*SOURCE TEXT*:
Begin
Advertisement

Ball Don’t Lie’s 2012-13 NBA Season Previews: The Miami Heat

For the first time in two years we'll have an orthodox, full-length NBA season to look forward to. No lockout nonsense, and precious little obsession as to whether or not LeBron James will ever win the big one. He's won it, already, and our sanity as NBA followers is probably better off as a result. However big that shred of sanity is remains to be seen, following yet another offseason that once again proved that the NBA is full of Crazy McCrazytons that appear to take great delight in messing with us continually.

As a result of that offseason, and the impending regular season, why not mess with Ball Don't Lie's triptych of Kelly Dwyer, Dan Devine and Eric Freeman as they preview the 2012-13 season with alacrity, good cheer, and bad jokes.

We continue with everyone's favorite, the Miami Heat.

Kelly Dwyer's Kilt-Straightener

Six games. That's what kills me about the Miami Heat.
End
*SHORT TASK 1*: Can you reproduce the records below line for line, word for word, leaving out the pictures?

*MATERIAL FOR THIS EXERCISE*:
Begin
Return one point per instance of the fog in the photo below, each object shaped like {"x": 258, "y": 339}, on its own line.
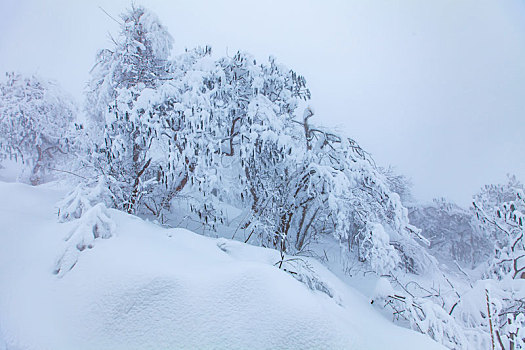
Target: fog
{"x": 434, "y": 88}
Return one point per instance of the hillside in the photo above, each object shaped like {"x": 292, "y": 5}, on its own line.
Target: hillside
{"x": 154, "y": 288}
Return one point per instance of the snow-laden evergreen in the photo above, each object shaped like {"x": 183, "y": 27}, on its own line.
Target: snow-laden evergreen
{"x": 230, "y": 131}
{"x": 229, "y": 145}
End
*SHORT TASK 2*: Which writers does the Heat season preview name as the trio previewing the 2012-13 season?

*WRITTEN RESPONSE 1*:
Return one point per instance of the fog in the photo below, each object shaped like {"x": 258, "y": 339}, on its own line.
Target: fog
{"x": 434, "y": 88}
Return one point per instance of the hillside in the photo above, each object shaped like {"x": 292, "y": 5}, on its own line.
Target: hillside
{"x": 154, "y": 288}
Return one point per instance of the snow-laden evergreen in the photo above, each object shaped like {"x": 183, "y": 27}, on its own line.
Target: snow-laden evergreen
{"x": 230, "y": 131}
{"x": 229, "y": 145}

*WRITTEN RESPONSE 2*: Kelly Dwyer, Dan Devine, Eric Freeman